Tareas del ejercicio -
1. Devuelve sin cambios el pasaje del texto sobre Lolita que empieza en las palabras "El caso me recordó" y termina después de "alcances e implicaciones.".
2. Por favor, continúa el texto sobre Lolita a partir de donde se detiene.

Selección -
¡Mi hija es una nínfula!
Unas noches atrás alguien me preguntaba qué estaba leyendo, a lo
que sin demasiado interés respondí: “Lolita,
de Vladimir Nabokov”. No fue poca mi sorpresa cuando mi interlocutor
–un hombre entrado en años, noctámbulo, con quien me había topado
fruto del azar– confesó no haber podido leer dicha novela. De
inmediato le salí al cruce, alegando no comprender del todo bien lo
que quería decir (en el fondo tal vez sí lo había hecho, pero una
curiosidad evidente me hacía querer saber más sobre el asunto).
Cierta inflexión en la voz y la adopción de un aire de gravedad,
auguraban la inminencia de una respuesta contundente, es que –el
individuo era padre de una púber de 12 años–, ¡su hija bien podía
ser, en términos de Humbert (el protagonista de la novela en
cuestión), una “nínfula”!
El caso me recordó –salvando las distancias– a
aquellos docentes de literatura que, en mis tiempos de estudiante,
expresaban abiertamente no haber podido enseñar más “El
hijo”, de Horacio Quiroga, una
vez que fueron padres. Y si bien no faltará quien diga: “seamos
honestos, solo se trata de una obra de
ficción”, lo cierto es que existe un
fuerte núcleo emocional, que habla de un encuentro íntimo y una
experiencia estética personalísima a la que es difícil arribar en
clave intelectiva. Sin embargo, el caso del padre de la chica de 12
años era distinto, el centro problemático (o la ausencia de) tenía
otros alcances e implicaciones.

Líneas extraídas -
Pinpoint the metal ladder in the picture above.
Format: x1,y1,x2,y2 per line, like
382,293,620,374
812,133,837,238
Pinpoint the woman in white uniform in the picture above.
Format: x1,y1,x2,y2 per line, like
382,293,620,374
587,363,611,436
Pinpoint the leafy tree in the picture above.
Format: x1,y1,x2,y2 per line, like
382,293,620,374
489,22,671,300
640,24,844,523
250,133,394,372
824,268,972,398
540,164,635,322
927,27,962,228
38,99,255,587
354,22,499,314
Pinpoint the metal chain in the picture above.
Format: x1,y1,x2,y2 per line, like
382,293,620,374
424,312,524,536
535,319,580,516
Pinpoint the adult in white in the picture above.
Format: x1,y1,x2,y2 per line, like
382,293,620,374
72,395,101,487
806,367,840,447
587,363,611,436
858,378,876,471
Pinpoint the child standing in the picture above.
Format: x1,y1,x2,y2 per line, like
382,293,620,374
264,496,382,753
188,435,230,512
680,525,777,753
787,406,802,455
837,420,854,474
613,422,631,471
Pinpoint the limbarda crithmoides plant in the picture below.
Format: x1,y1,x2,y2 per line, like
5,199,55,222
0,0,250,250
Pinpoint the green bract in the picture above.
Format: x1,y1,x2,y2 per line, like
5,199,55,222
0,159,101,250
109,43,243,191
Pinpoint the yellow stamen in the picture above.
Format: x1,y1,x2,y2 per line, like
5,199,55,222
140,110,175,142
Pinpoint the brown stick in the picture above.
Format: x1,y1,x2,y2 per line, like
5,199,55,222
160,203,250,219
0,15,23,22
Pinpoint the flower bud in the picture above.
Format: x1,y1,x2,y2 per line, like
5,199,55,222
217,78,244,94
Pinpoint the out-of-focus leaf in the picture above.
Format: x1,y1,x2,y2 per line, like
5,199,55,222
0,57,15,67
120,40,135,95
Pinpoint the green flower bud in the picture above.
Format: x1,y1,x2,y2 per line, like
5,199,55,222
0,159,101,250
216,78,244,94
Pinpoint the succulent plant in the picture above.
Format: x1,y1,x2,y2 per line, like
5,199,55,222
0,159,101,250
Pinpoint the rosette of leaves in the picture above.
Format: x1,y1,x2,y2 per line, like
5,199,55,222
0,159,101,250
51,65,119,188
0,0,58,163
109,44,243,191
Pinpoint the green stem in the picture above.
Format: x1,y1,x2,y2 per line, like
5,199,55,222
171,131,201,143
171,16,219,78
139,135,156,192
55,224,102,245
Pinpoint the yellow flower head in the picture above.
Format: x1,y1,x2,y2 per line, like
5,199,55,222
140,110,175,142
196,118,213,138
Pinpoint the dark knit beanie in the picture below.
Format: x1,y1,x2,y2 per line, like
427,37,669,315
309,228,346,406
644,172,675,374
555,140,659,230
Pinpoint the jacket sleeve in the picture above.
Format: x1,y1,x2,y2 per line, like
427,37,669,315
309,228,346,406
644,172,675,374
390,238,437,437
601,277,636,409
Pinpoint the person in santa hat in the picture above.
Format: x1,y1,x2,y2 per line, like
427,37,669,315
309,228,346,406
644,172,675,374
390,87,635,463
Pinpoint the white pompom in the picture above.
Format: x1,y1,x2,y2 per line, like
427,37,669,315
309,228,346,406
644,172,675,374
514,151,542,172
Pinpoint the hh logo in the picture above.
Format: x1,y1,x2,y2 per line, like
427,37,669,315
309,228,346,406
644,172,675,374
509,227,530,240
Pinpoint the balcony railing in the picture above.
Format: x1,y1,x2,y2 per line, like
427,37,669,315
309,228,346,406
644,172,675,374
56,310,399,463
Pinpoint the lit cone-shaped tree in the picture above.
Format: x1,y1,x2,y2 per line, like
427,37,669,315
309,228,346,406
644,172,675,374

Resultados esperados -
1.
El caso me recordó –salvando las distancias– a
aquellos docentes de literatura que, en mis tiempos de estudiante,
expresaban abiertamente no haber podido enseñar más “El
hijo”, de Horacio Quiroga, una
vez que fueron padres. Y si bien no faltará quien diga: “seamos
honestos, solo se trata de una obra de
ficción”, lo cierto es que existe un
fuerte núcleo emocional, que habla de un encuentro íntimo y una
experiencia estética personalísima a la que es difícil arribar en
clave intelectiva. Sin embargo, el caso del padre de la chica de 12
años era distinto, el centro problemático (o la ausencia de) tenía
otros alcances e implicaciones.

2.
La ley es otra
Podríamos conformarnos con enjuiciar, sin más, a
Humbert en clave jurídico-moral, sentenciar que un pederasta con sus
características no merece la pena vivir o que debe estar a lo menos
una eternidad en prisión; no obstante, la controversial obra que
Nabokov publicó hacia 1955
va más allá de los límites que le imponen estas categorías. Lo
primero es pensar la compleja relación que se tiende entre ley y
transgresión. Dicho de otro modo: en Lolita el poder legal no
está ausente, sino que, muy por el contrario, es una presencia
recurrente, inquietante. Una interferencia. Cuando la madre de
Lolita muere a raíz de un accidente de tránsito, el profesor recorre
con su hijastra el mapa de los Estados Unidos; el viaje no parece
ser más que una excusa para estar con la joven sin
impedimentos. Cualquiera pensaría que, en este marco, la novela
tiende a una secuencia ininterrumpida de escenas eróticas o de la
más ramplona pornografía.
Nada de eso. Hay lugar para que Humbert se cuestione
en términos jurídicos, investigando, consultando volúmenes
polvorientos en bibliotecas públicas, citando a diferentes juristas:
El lector reirá, pero debo decir que en verdad nunca
pude saber con exactitud cuál era mi situación legal. Y aún no la
conozco. Oh, me he enterado de algunos pormenores. Alabama prohíbe
que el tutor cambie de domicilio del menor sin orden del tribunal;
Minnesota, ante la que me quito el sombrero, prescribe que cuando un
pariente se hace cargo de la custodia permanente de cualquier menor
de catorce años la autoridad de un tribunal es improcedente.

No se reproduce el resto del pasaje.